======== Texte source

J'ai la naïveté crasse ou la connerie incommensurable de croire que les
choses importantes ne peuvent que se dire face à face, le regard vrillé dans le
blanc de l'œil de son interlocuteur.

Dans un premier temps, j'avais dit que je
passerai chez eux pour régler des détails, mais la nuit porteuse de conseils
s'était étirée en une longue insomnie qui m'avait abondamment rejoué
la scène de la morsure, jusqu'à ce
que je comprenne bien que retourner me jeter dans la gueule du loup n'était
absolument pas indispensable.
Ils sont donc venus chez moi, le matin suivant, le mari et la femme. Je leur
demande s'ils veulent boire quelque chose, histoire de fluidifier le dialogue.
J'ai eu toute la nuit pour repenser au fait qu'à aucun moment il ne s'est
soucié de moi ou de mon état, qu'elle seule s'est inquiétée de ma blessure,
mais je mets cette réaction primaire sur le compte de l'émotion. J'ai déjà pu
expérimenter qu'être témoin d'un incident est pratiquement aussi stressant que
d'y participer. Nos réactions instinctives sont violentes, impérieuses et assez
imprévisibles. Nul ne sait réellement comment il réagira tant qu'il n'est pas
lui-même soumis à l'adversité. Ce sont des voisins agréables avec qui je pense
entretenir de bons rapports. Je n'ai pas de raisons particulières de me méfier
d'eux en dehors d'un vague malaise que j'attribue à ma fatigue cumulée et à un
brin de culpabilité quant à la suite des événements.

================

Consigne 1: Modifiez les entrées de la ligne contenant « Your annotation target is forest. » jusqu'à la dernière ligne des entrées incluse. Remplacez « forest » par « woodland » et recopiez ces lignes sans autre changement.
Le texte source et les entrées constituent deux supports indépendants.

======== Données d'entrée

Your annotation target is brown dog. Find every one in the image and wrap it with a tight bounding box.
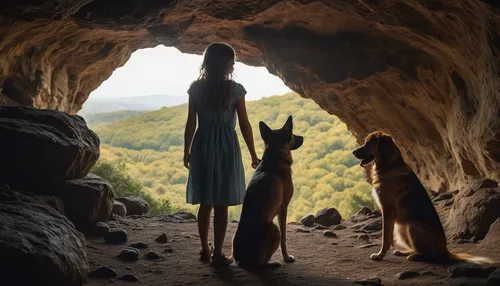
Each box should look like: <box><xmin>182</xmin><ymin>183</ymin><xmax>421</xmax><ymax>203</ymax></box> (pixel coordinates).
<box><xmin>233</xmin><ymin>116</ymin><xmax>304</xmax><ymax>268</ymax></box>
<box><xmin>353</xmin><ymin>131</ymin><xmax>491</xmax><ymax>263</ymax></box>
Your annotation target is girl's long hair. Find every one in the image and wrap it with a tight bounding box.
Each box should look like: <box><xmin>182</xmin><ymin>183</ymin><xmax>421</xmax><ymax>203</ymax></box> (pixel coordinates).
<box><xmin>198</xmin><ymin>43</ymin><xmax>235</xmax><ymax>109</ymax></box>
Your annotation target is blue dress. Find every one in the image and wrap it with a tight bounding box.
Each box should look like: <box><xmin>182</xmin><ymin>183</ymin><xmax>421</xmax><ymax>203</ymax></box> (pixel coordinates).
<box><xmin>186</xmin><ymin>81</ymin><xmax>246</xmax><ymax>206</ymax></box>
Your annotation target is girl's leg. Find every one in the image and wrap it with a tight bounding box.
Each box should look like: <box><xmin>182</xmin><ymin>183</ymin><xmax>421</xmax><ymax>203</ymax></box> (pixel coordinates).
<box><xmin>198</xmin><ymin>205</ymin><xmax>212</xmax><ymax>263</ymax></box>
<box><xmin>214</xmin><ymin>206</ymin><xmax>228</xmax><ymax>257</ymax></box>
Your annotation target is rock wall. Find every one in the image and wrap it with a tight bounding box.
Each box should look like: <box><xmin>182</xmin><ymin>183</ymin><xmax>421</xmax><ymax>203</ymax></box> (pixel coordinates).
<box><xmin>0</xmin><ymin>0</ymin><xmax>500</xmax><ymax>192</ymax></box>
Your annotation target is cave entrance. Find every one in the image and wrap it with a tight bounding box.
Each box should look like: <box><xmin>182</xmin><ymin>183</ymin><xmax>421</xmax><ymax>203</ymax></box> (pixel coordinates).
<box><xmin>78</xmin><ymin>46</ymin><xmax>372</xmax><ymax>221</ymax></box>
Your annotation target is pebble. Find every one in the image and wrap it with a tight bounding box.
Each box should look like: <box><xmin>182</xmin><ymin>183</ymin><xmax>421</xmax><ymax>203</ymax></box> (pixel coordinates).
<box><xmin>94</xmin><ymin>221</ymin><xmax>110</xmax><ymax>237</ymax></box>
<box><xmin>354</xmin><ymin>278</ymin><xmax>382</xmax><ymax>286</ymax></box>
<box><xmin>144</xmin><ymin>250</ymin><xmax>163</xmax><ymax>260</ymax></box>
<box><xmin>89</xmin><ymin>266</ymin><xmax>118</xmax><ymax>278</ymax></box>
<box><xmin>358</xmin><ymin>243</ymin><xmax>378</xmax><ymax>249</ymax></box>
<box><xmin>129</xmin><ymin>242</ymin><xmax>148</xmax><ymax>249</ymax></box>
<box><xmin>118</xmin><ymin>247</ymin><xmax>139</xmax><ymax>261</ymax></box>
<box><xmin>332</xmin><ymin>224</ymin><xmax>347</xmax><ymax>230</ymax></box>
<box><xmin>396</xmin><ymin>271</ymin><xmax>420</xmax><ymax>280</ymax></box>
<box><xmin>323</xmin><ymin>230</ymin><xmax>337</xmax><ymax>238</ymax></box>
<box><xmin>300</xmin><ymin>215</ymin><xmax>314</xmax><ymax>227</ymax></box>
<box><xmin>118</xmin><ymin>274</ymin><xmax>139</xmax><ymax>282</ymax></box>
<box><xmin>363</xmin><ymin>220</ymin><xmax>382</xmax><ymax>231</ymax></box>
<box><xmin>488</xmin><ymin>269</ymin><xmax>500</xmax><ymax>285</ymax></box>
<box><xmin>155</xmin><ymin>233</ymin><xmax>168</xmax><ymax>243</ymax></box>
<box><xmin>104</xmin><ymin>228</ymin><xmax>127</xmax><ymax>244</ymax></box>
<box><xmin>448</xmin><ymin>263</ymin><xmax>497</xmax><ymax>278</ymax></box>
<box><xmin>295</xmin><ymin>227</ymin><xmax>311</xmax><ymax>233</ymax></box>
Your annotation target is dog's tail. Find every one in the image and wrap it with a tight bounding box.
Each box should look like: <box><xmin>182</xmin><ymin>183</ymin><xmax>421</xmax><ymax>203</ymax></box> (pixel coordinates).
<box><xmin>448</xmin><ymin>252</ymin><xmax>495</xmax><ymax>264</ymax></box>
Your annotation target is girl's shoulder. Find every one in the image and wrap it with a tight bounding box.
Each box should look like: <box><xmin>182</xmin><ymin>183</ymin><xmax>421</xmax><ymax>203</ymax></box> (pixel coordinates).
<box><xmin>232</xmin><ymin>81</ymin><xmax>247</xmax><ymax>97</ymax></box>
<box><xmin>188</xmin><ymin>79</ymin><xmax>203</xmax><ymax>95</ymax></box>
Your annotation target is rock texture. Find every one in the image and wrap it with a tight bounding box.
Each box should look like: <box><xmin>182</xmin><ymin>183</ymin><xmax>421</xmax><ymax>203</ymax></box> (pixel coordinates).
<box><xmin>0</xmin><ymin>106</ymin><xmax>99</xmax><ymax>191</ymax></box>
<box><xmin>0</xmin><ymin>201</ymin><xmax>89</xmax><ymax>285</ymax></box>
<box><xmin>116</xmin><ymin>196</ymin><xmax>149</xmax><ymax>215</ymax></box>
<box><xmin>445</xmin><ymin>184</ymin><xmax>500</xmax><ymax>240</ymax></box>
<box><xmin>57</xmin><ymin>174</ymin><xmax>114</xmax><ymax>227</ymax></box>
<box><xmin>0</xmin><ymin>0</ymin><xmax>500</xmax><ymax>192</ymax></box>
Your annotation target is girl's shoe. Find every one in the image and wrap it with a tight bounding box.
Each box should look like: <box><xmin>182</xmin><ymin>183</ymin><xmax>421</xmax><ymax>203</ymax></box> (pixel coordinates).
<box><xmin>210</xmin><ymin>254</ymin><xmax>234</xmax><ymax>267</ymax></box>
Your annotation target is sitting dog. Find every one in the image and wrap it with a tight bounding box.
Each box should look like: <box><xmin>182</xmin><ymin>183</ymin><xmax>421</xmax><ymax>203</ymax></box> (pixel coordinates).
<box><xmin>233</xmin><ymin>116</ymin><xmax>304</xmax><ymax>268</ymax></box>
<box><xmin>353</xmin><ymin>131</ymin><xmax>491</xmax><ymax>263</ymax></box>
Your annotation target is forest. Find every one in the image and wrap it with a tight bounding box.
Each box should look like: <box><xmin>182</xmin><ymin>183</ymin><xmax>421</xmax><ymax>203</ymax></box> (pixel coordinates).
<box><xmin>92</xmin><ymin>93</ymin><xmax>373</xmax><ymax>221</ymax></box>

================

Consigne 2: Extrayez du texte source, sans rien y changer, le passage allant de « J'ai la naïveté » jusqu'à « absolument pas indispensable. » inclus.

Réponse attendue 1:
Your annotation target is woodland. Find every one in the image and wrap it with a tight bounding box.
Each box should look like: <box><xmin>182</xmin><ymin>183</ymin><xmax>421</xmax><ymax>203</ymax></box> (pixel coordinates).
<box><xmin>92</xmin><ymin>93</ymin><xmax>373</xmax><ymax>221</ymax></box>

Réponse attendue 2:
J'ai la naïveté crasse ou la connerie incommensurable de croire que les
choses importantes ne peuvent que se dire face à face, le regard vrillé dans le
blanc de l'œil de son interlocuteur.

Dans un premier temps, j'avais dit que je
passerai chez eux pour régler des détails, mais la nuit porteuse de conseils
s'était étirée en une longue insomnie qui m'avait abondamment rejoué
la scène de la morsure, jusqu'à ce
que je comprenne bien que retourner me jeter dans la gueule du loup n'était
absolument pas indispensable.